# [Task prompt]
Could you render the rows, from the first one through the line containing "(1487, 490)", as a Markdown table with the columns "Number" and "Line", skipping blank lines and leaving out the pictures?

--------------------------------------------------

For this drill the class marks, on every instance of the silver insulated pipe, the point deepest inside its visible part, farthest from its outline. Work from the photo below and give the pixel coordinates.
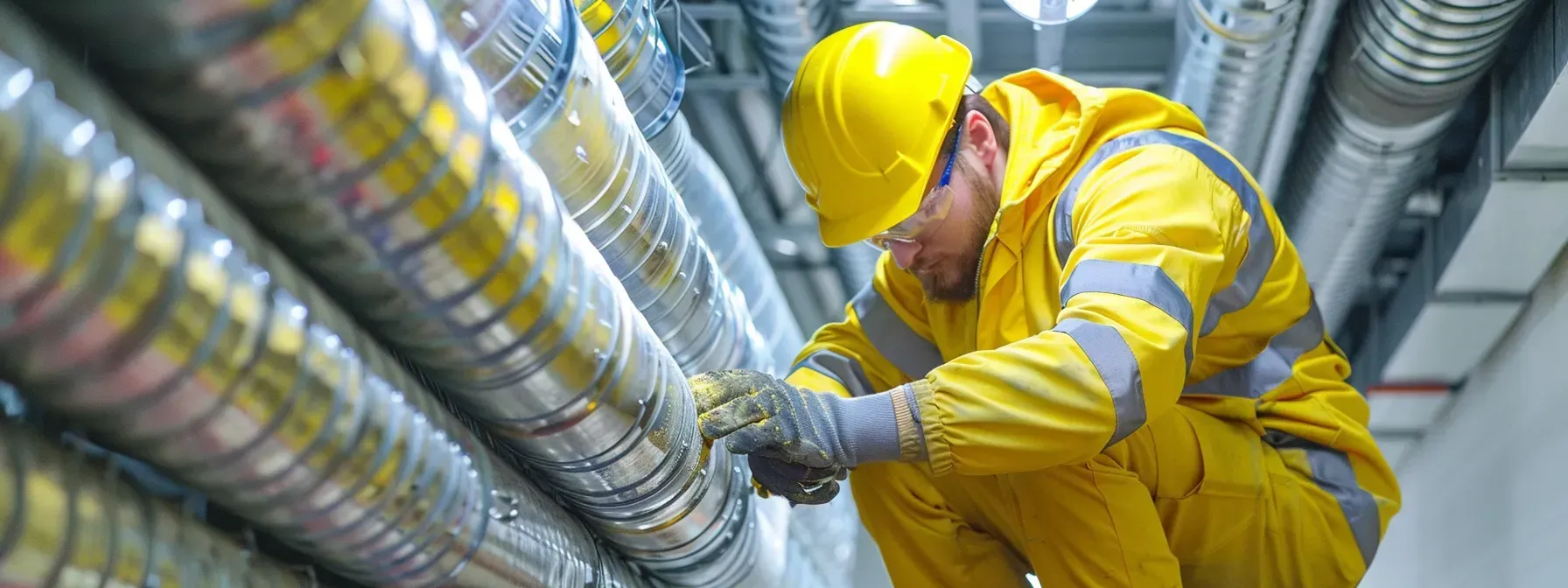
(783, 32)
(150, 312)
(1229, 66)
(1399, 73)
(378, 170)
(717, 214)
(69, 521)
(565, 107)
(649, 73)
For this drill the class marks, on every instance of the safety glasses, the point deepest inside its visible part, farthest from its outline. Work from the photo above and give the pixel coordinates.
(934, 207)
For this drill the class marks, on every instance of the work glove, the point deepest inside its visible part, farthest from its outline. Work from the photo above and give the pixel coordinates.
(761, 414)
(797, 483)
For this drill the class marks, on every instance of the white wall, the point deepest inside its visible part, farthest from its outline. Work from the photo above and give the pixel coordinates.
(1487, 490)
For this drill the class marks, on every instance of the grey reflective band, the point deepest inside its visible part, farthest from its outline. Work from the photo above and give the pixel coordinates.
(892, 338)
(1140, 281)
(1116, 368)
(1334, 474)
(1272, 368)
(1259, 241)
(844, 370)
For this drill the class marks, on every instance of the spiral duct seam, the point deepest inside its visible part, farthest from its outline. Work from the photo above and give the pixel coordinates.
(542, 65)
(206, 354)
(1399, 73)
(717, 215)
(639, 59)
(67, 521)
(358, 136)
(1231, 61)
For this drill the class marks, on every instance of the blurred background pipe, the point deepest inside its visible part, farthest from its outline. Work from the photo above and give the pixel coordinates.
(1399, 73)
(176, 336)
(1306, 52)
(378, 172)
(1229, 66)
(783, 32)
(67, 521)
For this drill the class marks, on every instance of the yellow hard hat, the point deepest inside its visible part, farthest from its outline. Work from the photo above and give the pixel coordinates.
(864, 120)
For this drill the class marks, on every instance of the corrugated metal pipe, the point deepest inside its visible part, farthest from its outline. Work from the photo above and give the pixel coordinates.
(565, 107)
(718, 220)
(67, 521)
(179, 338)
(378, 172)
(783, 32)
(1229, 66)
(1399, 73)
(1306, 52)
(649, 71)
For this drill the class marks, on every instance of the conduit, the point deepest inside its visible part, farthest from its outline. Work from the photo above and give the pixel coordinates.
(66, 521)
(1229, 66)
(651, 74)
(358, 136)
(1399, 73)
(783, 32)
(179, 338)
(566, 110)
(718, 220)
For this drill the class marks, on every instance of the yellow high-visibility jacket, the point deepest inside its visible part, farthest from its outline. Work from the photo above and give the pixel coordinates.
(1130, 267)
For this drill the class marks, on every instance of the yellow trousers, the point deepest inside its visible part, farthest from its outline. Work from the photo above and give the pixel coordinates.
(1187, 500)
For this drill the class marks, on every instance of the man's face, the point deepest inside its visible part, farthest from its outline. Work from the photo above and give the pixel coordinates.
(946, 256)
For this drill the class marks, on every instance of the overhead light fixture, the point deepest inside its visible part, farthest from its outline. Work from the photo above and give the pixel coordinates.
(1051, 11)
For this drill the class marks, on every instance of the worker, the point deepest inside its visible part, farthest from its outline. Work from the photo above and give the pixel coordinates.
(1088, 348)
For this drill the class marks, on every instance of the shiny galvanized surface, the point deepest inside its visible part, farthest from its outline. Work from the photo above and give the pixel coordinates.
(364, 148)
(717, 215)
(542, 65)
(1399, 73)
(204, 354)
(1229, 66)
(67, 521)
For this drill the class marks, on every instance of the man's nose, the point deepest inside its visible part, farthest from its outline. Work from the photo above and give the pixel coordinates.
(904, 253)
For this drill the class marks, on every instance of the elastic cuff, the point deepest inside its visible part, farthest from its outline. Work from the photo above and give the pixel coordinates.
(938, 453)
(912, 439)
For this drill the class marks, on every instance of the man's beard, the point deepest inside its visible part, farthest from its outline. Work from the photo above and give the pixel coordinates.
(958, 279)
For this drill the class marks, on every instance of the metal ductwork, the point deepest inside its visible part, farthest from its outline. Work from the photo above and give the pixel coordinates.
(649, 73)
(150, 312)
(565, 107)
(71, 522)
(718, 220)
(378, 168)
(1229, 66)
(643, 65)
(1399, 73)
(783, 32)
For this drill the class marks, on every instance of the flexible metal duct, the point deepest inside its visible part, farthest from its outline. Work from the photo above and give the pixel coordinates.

--------------------------------------------------

# [Output of the exercise]
| Number | Line |
|---|---|
| 1 | For this drill the class marks, on every instance of the silver insulated pipe, the point deepest inside its visible part, farthest from its outline. Work from the photo below and give the pixel coordinates. |
| 2 | (783, 32) |
| 3 | (150, 312) |
| 4 | (1229, 66) |
| 5 | (1399, 73) |
| 6 | (378, 170) |
| 7 | (717, 214) |
| 8 | (69, 521) |
| 9 | (565, 107) |
| 10 | (649, 73) |
| 11 | For this drill the class marks, on every instance of the safety glasses, the point deepest inside its visible part, farthest from its outline. Work from the photo above and give the pixel coordinates. |
| 12 | (934, 207) |
| 13 | For this drill the class marks, on every instance of the work glove, the point deepest inside its visible part, farthest from its outline. Work from the photo above and give the pixel coordinates. |
| 14 | (761, 414) |
| 15 | (797, 483) |
| 16 | For this drill the class marks, on every instance of the white wall, the point deepest inside its visible part, farthest from its outline. Work from the photo above and give the pixel coordinates. |
| 17 | (1487, 490) |